Chauvins Verteidiger Eric Nelson betonte hingegen die Unschuld seines Mandanten. Dessen Handeln bei Chauvins Festnahme sei berechtigte Gewaltanwendung im Rahmen eines "dynamischen" Polizeieinsatzes gewesen, weil Floyd sich der Festnahme widersetzt habe, argumentierte er. Zudem gebe es berechtigte Zweifel bezüglich Floyds Todesursache. Die Anklage habe die Schuld seines Mandanten nicht zweifelsfrei bewiesen, weswegen es einen Freispruch geben müsse, sagte Nelson.
Video zeigt Polizeieinsatz, der Floyd das Leben kostete
Der 46 Jahre alte Floyd war am 25. Mai vergangenen Jahres in Minneapolis bei einer Festnahme ums Leben gekommen. Videos dokumentierten, wie Polizisten den unbewaffneten Mann zu Boden drückten. Chauvin presste dabei sein Knie rund neun Minuten lang in Floyds Hals, während dieser flehte, ihn atmen zu lassen. Floyd verlor der Autopsie zufolge das Bewusstsein und starb wenig später.

Deine Aufgabe: Schreib aus dem Textabschnitt über den Tod von George Floyd wortgetreu ab, von „Chauvins Verteidiger Eric“ bis einschließlich „müsse, sagte Nelson.“.

Auszüge der Einträge:
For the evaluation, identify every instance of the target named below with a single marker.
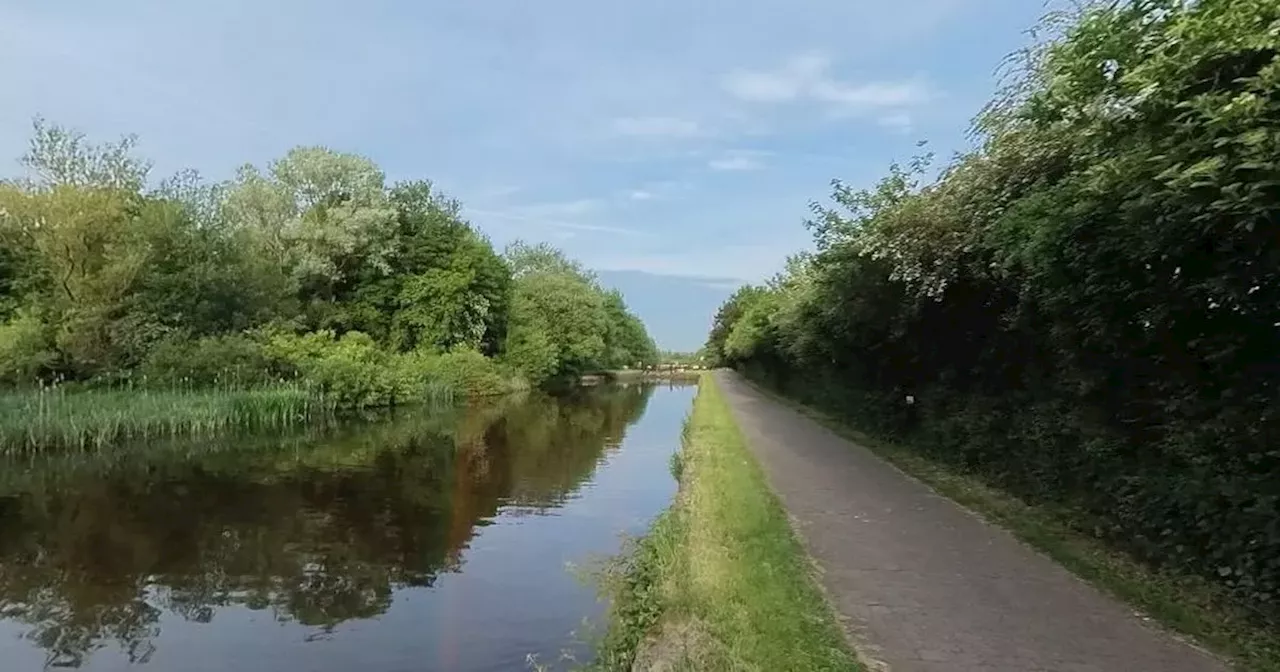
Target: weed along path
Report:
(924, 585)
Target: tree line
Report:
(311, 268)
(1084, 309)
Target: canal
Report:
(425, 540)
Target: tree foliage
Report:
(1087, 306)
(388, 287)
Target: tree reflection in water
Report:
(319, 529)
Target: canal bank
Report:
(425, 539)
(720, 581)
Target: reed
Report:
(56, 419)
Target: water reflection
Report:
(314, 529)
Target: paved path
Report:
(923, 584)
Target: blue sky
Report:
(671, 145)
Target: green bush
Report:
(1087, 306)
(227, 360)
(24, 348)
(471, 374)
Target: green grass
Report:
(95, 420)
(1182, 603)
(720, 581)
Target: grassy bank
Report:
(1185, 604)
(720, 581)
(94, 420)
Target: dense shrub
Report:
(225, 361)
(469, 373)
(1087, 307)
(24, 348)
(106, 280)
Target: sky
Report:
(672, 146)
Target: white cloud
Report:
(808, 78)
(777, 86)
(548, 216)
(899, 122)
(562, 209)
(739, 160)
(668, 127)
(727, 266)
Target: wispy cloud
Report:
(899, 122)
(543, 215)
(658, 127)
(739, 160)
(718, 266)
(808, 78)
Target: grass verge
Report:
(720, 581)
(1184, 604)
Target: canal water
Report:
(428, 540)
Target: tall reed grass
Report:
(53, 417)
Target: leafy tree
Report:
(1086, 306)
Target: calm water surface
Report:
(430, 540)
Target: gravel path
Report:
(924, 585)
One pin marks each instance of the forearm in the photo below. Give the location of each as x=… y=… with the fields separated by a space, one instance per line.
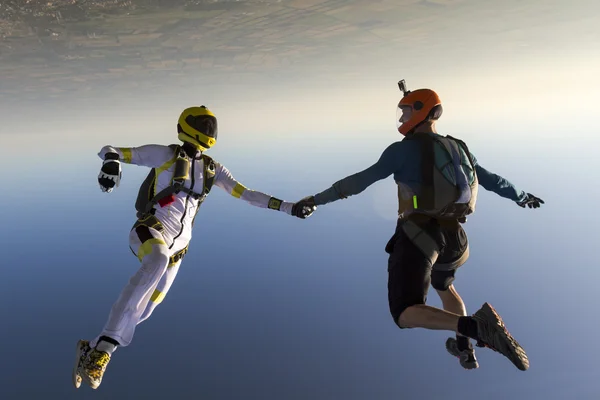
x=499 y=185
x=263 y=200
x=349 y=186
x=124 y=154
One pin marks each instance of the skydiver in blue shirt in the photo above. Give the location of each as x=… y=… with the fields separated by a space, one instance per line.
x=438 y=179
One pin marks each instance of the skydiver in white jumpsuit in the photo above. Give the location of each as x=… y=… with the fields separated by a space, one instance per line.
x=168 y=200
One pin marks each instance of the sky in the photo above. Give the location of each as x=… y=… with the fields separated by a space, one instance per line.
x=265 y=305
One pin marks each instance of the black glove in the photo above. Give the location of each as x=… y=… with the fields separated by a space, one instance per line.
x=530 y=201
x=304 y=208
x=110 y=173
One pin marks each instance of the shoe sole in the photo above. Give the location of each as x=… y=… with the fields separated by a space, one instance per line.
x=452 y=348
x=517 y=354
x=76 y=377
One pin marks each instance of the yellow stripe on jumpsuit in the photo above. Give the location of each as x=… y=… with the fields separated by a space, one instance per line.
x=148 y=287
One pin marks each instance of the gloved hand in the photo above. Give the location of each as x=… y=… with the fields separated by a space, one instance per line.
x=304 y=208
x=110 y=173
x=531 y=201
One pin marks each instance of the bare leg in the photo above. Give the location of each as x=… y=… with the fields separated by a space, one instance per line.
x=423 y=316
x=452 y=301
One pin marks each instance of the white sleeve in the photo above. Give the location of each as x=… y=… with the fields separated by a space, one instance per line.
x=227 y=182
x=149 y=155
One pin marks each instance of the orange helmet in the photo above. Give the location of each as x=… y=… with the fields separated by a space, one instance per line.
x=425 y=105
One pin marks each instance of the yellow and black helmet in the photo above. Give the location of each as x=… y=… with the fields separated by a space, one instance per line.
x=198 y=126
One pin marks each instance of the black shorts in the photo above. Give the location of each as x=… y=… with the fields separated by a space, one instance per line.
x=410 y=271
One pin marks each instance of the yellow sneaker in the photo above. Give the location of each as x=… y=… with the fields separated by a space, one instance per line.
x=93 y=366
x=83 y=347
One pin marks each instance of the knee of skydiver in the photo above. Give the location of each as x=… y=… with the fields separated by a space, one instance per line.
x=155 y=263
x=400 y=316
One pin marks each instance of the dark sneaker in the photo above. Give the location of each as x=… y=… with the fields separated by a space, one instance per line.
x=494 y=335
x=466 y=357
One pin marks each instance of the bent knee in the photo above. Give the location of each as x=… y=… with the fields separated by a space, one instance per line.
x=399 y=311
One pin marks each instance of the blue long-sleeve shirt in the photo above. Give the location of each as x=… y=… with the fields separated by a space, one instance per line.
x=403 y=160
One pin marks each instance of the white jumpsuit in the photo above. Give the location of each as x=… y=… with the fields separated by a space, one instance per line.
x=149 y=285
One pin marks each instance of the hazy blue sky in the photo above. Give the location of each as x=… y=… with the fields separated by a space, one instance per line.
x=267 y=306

Fertige Lösung:
Chauvins Verteidiger Eric Nelson betonte hingegen die Unschuld seines Mandanten. Dessen Handeln bei Chauvins Festnahme sei berechtigte Gewaltanwendung im Rahmen eines "dynamischen" Polizeieinsatzes gewesen, weil Floyd sich der Festnahme widersetzt habe, argumentierte er. Zudem gebe es berechtigte Zweifel bezüglich Floyds Todesursache. Die Anklage habe die Schuld seines Mandanten nicht zweifelsfrei bewiesen, weswegen es einen Freispruch geben müsse, sagte Nelson.